● **Exercise goal**: Below is a set of records. Repeat all of them exactly.

● **Stored data**:
——

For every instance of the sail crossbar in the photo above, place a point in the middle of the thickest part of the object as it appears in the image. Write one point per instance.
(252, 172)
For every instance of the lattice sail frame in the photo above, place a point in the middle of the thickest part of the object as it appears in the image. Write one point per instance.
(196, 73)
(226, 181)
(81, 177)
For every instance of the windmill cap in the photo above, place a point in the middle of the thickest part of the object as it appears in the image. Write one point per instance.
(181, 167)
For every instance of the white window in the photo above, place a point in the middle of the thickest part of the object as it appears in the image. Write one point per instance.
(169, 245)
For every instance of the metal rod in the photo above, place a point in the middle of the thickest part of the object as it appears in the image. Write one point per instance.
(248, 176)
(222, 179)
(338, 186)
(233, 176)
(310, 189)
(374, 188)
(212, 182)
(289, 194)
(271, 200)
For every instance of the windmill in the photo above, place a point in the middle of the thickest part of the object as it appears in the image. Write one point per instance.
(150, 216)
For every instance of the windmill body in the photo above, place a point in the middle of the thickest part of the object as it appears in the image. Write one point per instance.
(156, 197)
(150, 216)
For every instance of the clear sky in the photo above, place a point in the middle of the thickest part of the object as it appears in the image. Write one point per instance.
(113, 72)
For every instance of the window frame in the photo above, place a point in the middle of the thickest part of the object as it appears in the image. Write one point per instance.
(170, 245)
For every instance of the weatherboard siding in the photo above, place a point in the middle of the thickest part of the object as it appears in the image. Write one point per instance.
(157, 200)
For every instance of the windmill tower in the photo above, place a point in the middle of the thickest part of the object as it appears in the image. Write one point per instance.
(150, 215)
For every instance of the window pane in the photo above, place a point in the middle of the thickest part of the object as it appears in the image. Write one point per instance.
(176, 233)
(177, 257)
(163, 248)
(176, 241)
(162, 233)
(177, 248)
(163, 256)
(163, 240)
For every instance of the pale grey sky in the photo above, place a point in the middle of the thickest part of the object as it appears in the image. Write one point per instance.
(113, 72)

——

● **Complete response**:
For every instance of the sail crossbar in the photo above, place a point in the middle of the thickest part of the object as it appears in the image. Write one point per instance.
(252, 172)
For every instance of the lattice sail frame in the photo above, place a point in the middle of the thickest part of the object as it appears in the image. Write one point per instance.
(196, 73)
(226, 181)
(81, 177)
For every instance of the windmill cap in the photo above, place a point in the middle of the thickest part of the object as it appears in the image. Write one point per instance.
(181, 167)
For every instance of the white window in the photo above, place a point in the middle of the thickest part of the object as it appears in the image. Write one point per instance.
(169, 245)
For every instance of the metal rod in the photo above, place a point in the middle of the thickest part of the object as it appears in the image. Write one point per instance.
(248, 176)
(222, 179)
(338, 186)
(233, 176)
(310, 189)
(374, 188)
(212, 182)
(289, 194)
(271, 200)
For every instance of the windmill in the photo above, place a point in the middle of the thickest part of the object as it appears in the image. Write one point per instance.
(150, 216)
For every instance of the windmill body in the photo above, place a point in the middle of the thickest part of the object as it appears in the image. Write one point per instance.
(156, 197)
(150, 216)
For every instance of the clear sky in the photo above, place a point in the middle of the thickest part of the object as it appears in the image. Write one point per instance.
(113, 72)
For every instance of the window frame in the photo above, place a point in the middle of the thickest part of the object as it appears in the image. Write one point per instance.
(170, 245)
For every instance of the weatherboard siding in the photo above, place a point in the middle of the thickest part of the object as it appears in the image. Write one point per instance.
(157, 200)
For every instance of the windmill tower in the photo above, place a point in the middle of the thickest part of the object as it appears in the image. Write one point per instance.
(150, 215)
For every instance of the window pane in the photo above, place a point in the middle of the thickest part of the object as it appears in the image. Write one point per instance.
(176, 233)
(177, 257)
(163, 248)
(176, 241)
(162, 233)
(177, 248)
(163, 256)
(163, 240)
For every instance of the pale grey sky in the photo above, place a point in the middle of the thickest part of the object as it appears in the image. Write one point per instance.
(113, 72)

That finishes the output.